Format everything from the start of the records down to and including the line that contains "point(91, 212)" as a numbered list, with blank lines omitted.

##############################

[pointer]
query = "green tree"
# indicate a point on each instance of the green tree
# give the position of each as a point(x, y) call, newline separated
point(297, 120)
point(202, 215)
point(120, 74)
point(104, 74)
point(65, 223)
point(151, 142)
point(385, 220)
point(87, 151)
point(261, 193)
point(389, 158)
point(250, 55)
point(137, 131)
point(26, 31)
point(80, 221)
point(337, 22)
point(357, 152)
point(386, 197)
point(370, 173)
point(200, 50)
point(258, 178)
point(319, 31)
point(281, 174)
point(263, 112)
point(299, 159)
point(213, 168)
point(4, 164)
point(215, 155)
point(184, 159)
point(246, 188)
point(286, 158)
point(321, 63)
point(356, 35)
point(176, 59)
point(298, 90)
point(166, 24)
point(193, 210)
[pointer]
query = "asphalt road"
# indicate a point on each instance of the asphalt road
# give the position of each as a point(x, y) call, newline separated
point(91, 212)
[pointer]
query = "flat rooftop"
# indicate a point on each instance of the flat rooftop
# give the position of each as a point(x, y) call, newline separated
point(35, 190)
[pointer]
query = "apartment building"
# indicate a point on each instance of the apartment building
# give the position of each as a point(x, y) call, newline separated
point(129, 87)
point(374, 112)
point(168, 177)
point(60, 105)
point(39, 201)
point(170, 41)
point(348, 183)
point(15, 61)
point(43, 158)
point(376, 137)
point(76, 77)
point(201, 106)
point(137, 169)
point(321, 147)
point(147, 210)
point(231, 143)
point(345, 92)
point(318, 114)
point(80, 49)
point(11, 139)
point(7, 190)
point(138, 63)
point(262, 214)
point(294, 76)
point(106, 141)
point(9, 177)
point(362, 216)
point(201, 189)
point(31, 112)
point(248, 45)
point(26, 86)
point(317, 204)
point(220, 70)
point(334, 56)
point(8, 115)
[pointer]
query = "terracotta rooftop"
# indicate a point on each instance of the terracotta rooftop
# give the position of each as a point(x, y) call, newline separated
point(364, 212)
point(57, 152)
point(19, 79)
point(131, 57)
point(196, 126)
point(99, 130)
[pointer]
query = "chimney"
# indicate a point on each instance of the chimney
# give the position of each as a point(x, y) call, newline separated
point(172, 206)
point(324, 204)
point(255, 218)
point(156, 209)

##############################

THE ANSWER
1. [pointer]
2. query = "green tree"
3. # indicate a point on each instance of the green tree
4. # give the position of each as a point(x, y) call, newline separated
5. point(297, 120)
6. point(202, 215)
7. point(120, 74)
8. point(104, 74)
9. point(65, 223)
10. point(151, 142)
11. point(385, 220)
12. point(87, 151)
13. point(261, 193)
14. point(389, 158)
15. point(250, 55)
16. point(137, 131)
17. point(26, 31)
18. point(80, 221)
19. point(337, 22)
20. point(357, 152)
21. point(386, 197)
22. point(370, 173)
23. point(200, 50)
24. point(258, 178)
25. point(319, 31)
26. point(281, 174)
27. point(263, 112)
28. point(299, 159)
29. point(213, 168)
30. point(4, 164)
31. point(215, 155)
32. point(184, 159)
33. point(246, 188)
34. point(286, 158)
35. point(321, 63)
36. point(356, 35)
37. point(176, 59)
38. point(298, 90)
39. point(166, 24)
40. point(193, 210)
41. [pointer]
42. query = "asphalt road"
43. # indicate a point on each instance of the asphalt road
44. # give the position of each as a point(x, y) call, newline separated
45. point(91, 212)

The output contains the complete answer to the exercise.